Your instructions
Please count the lines in the data below that contain the string "tail", treating uppercase and lowercase as different, and reply with only that number.
-- Source material start --
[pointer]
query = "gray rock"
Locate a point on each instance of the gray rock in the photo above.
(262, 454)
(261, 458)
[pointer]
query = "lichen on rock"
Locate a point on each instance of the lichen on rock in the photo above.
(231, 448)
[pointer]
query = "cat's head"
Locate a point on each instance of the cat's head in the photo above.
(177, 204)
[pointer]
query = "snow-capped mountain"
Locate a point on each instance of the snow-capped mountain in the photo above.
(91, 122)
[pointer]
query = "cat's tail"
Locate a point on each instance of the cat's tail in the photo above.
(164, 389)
-- Source material end --
-- Source material start --
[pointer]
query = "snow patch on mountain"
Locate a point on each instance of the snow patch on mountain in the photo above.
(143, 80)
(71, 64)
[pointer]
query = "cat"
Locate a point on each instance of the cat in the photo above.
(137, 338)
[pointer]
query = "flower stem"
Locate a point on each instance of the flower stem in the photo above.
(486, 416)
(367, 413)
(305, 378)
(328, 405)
-- Source material end --
Problem solution
2